What you have to do:
Return the records below from the line containing "Target: dry ground" onward, exactly, through and including the last line.

##### Recorded data #####

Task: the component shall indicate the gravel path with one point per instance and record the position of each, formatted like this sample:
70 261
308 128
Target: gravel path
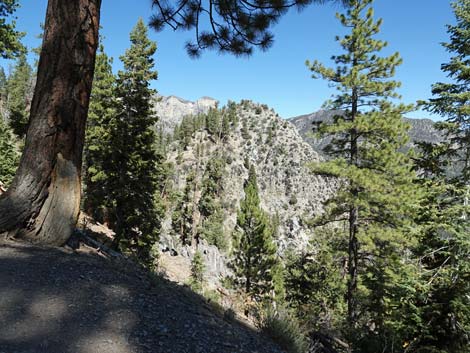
58 301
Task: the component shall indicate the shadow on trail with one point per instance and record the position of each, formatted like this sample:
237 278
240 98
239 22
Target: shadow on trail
55 302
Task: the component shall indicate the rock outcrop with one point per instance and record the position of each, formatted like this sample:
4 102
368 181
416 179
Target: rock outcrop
172 109
289 192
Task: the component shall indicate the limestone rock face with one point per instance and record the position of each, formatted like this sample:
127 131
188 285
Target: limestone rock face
420 129
289 192
172 109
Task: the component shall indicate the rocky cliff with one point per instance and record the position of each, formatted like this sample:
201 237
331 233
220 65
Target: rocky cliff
289 192
172 109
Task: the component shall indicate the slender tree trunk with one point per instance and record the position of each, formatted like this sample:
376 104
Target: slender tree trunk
353 225
42 204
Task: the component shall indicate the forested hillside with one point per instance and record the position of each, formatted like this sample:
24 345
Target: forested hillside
352 240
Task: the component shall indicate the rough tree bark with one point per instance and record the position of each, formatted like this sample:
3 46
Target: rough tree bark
42 204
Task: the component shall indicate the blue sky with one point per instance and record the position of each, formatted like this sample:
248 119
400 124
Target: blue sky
279 76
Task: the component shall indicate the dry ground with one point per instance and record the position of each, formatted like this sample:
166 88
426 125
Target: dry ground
62 301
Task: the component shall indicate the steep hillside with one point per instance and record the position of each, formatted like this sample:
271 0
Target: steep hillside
58 301
172 109
257 136
421 129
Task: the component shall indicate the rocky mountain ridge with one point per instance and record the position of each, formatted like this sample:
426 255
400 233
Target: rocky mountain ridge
172 109
420 129
279 149
289 192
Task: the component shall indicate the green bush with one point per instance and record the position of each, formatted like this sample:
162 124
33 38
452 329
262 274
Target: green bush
284 329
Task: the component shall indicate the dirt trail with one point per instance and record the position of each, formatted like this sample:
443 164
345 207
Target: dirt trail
58 301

#####

Result below:
Target: dry ground
62 301
Task: the component shall indicate the steep hillside with one point per instance and record the position of each, formatted like this sample:
271 0
Target: steep hillside
58 301
172 109
257 136
421 129
Task: the component shall indicate the rocky mountain ridge with one point per instance and record the position of each, formatted like this sample:
426 255
400 233
Target: rocky mountain ridge
172 109
420 129
279 149
289 192
Task: the component shall indicate the green bush with one point per instance and record the position of each, formatted like this sample:
162 124
33 38
452 329
262 274
Target: green bush
284 329
Task: the component shall indicate the dirt trail with one point per instance and record the position of each, formatted like this sample:
443 164
345 207
Target: dirt trail
58 301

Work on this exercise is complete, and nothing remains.